■ Required task ■
Reproduce every line of the material below verbatim, from the first line to the last, without any alteration.

Begin Data listing

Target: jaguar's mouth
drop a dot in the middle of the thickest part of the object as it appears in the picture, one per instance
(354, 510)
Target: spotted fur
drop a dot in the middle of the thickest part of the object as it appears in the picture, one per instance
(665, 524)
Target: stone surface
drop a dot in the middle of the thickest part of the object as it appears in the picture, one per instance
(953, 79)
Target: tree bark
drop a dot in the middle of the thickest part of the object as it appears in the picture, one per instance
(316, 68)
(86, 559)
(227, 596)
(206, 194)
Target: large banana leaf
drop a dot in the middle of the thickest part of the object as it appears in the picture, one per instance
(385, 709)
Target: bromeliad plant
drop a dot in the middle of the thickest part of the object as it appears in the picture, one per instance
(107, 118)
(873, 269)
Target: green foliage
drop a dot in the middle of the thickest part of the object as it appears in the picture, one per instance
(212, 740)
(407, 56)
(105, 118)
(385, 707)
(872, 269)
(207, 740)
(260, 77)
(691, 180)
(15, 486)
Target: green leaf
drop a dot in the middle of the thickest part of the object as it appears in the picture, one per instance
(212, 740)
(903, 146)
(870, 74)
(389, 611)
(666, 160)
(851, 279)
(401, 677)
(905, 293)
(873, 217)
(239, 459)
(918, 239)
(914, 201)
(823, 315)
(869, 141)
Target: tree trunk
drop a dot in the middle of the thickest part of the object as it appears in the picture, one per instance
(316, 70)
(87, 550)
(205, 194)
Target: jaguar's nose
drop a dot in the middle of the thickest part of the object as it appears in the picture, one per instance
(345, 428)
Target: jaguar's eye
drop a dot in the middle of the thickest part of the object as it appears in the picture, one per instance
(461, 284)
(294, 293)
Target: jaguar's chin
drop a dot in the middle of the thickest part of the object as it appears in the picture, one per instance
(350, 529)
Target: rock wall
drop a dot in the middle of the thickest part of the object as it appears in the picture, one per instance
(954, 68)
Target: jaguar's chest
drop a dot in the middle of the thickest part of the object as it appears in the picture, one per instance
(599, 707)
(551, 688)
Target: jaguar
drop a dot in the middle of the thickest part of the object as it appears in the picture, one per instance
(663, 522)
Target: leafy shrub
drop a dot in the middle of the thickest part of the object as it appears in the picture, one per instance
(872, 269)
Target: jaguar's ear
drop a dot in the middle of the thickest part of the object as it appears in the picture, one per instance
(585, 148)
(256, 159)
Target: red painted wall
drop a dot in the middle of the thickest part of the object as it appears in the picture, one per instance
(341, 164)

End Data listing

■ Answer for the task ■
Target: jaguar's mouth
drop a dot in the middle of the thickest part of the object as it appears in the picture, one per instance
(354, 510)
Target: spotted fur
drop a dot in the middle of the thickest part of the object as it appears in the picture, one per instance
(665, 524)
Target: stone surface
drop a dot in the middle of the thickest part of the object as it appears in the picture, one per instance
(953, 79)
Target: tree bark
drop a dot in the middle of the thickest part of the object as it appears in the picture, one per instance
(316, 68)
(86, 559)
(227, 596)
(206, 194)
Target: large banana leaf
drop a dot in the middle of the thickest part of the object as it appears in the picture, one per instance
(385, 709)
Target: bromeliad plant
drop a dot in the middle of the thickest part of the object as it appears in the picture, one per instance
(107, 118)
(873, 269)
Target: green foliage
drop a dot in the middle of the thickest part of the object as it appears in the picture, one per instance
(212, 740)
(407, 56)
(105, 118)
(385, 707)
(872, 269)
(207, 740)
(260, 77)
(691, 180)
(15, 486)
Target: green leaf
drop a dot in the middle of the thickest part of the object as it appears in the picture, one per instance
(212, 740)
(903, 146)
(870, 74)
(389, 611)
(666, 160)
(851, 279)
(401, 677)
(905, 293)
(873, 217)
(239, 459)
(918, 239)
(914, 201)
(823, 315)
(869, 141)
Target: tree trunk
drop a dot in the middle of the thickest part of the object as it appears in the picture, one per instance
(316, 70)
(87, 550)
(205, 194)
Target: jaguar's nose
drop a dot in the middle of the thickest part of the object as it appears in the picture, one per instance
(345, 428)
Target: jaguar's eye
drop a dot in the middle of the thickest part of the object as it appears in the picture, one per instance
(461, 284)
(294, 293)
Target: jaguar's chin
drop a dot in the middle of the thickest part of the object as it appears in the picture, one per instance
(350, 529)
Target: rock wall
drop a dot in the middle of the thickest part of the object as it appears in the picture, one per instance
(954, 68)
Target: jaguar's chest
drop a dot in the middle of the thickest part of the object as it appears in the picture, one per instance
(599, 707)
(551, 688)
Target: jaguar
drop a dot in the middle of the thickest part of the object as it appears in the picture, one per instance
(663, 522)
Target: leafy shrub
drop a dot in the middle of the thickest part of the object as it appears in the picture, one per instance
(872, 269)
Target: jaguar's ear
drop a dot in the middle of the thickest part of the object as it appears in the picture, one per instance
(585, 148)
(256, 159)
Target: red painted wall
drop a dot in the middle of the thickest part of the object as it appears in the picture, one per instance
(341, 164)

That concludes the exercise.